SET EXERCISE
List every line in the records below that contains the string "character", copying each such line whole.

RECORDS SUPPLIED
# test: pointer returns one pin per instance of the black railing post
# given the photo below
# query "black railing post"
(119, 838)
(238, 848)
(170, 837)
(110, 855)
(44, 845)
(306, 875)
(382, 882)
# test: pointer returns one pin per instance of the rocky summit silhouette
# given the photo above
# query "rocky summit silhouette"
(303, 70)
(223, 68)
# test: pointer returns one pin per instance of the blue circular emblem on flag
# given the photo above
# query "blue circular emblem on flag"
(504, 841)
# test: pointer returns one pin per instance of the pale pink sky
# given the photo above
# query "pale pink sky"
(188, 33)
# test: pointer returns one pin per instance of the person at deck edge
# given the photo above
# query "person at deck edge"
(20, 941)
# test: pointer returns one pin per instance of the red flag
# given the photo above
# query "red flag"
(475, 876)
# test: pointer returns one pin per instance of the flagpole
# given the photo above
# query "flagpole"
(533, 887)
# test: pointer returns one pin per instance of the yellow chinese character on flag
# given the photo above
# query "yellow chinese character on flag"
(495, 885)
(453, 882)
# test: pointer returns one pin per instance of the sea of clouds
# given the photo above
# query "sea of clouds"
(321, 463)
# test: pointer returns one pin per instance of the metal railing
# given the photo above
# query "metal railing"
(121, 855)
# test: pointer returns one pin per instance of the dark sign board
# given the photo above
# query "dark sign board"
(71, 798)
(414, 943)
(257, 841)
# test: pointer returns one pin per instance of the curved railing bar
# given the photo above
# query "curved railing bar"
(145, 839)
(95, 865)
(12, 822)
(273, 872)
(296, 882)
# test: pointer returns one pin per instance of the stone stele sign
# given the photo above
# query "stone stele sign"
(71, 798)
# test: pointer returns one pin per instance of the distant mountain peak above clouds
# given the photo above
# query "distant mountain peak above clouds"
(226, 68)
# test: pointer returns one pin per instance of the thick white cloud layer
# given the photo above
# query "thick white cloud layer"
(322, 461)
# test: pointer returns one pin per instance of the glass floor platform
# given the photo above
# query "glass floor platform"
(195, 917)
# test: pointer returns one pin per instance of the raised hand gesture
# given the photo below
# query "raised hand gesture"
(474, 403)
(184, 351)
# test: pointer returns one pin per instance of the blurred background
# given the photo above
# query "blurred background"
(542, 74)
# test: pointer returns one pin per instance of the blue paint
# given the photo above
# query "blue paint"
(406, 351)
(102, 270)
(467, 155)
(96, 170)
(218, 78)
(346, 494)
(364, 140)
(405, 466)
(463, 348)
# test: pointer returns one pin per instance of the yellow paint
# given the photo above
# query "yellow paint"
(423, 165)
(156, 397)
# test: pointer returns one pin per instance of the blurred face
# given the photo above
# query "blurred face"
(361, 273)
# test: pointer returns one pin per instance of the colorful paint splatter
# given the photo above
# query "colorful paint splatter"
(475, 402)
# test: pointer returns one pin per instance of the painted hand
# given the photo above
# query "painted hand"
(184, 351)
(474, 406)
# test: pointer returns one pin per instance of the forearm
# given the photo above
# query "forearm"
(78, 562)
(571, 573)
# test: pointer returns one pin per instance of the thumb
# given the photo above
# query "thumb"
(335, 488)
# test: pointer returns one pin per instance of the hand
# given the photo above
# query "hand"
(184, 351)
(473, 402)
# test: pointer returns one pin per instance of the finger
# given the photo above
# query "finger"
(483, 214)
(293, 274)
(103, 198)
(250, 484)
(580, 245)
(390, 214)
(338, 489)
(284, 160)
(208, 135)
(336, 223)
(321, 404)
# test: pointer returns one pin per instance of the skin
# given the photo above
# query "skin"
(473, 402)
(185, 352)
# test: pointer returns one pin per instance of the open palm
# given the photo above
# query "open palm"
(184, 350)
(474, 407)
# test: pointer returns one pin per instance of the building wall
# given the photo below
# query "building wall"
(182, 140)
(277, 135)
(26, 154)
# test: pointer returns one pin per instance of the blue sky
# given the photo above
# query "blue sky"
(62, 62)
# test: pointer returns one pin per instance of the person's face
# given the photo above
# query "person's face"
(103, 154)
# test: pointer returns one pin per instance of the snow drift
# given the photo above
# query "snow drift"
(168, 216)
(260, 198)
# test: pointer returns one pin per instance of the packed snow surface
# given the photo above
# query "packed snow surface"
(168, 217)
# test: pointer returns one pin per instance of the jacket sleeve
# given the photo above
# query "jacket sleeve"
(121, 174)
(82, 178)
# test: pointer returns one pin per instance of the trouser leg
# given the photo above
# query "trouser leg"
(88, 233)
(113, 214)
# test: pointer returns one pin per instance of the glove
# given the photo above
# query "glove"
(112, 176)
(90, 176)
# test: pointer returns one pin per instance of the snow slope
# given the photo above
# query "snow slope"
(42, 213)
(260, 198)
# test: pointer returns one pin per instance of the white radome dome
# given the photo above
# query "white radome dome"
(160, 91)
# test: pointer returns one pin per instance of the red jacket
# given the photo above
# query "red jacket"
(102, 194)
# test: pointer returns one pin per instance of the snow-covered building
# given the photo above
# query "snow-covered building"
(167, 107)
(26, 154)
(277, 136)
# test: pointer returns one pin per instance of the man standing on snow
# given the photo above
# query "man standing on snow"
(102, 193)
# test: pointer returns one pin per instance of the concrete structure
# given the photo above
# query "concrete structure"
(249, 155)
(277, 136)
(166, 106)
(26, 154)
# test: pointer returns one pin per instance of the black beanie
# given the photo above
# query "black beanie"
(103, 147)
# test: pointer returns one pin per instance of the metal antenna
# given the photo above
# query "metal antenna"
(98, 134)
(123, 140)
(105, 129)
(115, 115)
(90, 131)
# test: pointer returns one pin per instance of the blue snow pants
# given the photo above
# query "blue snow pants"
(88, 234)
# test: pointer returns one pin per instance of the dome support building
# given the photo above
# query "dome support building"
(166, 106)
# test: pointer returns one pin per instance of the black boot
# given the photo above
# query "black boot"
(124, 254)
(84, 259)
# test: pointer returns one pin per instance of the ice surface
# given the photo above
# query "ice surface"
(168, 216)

* * *

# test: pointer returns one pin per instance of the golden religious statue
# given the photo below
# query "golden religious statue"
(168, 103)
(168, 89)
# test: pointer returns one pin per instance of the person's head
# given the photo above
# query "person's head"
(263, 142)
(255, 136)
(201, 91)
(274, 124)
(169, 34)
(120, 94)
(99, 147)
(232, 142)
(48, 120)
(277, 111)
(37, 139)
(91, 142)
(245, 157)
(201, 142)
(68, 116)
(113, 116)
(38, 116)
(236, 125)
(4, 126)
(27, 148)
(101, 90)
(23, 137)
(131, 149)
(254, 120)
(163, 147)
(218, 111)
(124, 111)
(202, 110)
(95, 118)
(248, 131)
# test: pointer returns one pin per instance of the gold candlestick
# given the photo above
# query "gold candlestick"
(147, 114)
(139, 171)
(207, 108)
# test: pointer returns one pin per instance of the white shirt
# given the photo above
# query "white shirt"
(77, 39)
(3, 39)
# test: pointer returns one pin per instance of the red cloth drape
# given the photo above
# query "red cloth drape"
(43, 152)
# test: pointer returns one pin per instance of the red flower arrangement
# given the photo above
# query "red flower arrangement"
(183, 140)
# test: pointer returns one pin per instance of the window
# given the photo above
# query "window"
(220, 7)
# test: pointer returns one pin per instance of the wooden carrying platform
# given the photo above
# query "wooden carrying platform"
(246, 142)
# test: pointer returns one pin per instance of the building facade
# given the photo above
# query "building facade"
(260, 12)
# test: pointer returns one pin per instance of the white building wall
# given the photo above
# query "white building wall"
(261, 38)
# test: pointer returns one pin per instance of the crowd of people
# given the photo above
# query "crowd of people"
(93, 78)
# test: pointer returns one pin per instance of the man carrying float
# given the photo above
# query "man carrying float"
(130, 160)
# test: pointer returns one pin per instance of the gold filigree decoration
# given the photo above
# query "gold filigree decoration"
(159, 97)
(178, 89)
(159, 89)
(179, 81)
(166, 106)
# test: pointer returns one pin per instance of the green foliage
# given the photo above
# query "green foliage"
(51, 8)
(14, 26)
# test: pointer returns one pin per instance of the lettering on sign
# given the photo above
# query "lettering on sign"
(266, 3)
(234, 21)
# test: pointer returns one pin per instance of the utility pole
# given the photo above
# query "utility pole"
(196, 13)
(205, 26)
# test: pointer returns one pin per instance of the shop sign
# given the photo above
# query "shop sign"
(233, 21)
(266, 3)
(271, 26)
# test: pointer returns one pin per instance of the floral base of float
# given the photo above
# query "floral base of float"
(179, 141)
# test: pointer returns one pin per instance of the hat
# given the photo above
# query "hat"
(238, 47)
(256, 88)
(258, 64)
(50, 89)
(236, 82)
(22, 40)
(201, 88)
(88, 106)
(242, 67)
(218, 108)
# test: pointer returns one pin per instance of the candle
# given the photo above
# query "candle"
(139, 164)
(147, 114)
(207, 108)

WRITTEN RESPONSE
# test: pointer returns one pin per instance of the yellow chinese character on flag
# query "yellow chinese character on flag"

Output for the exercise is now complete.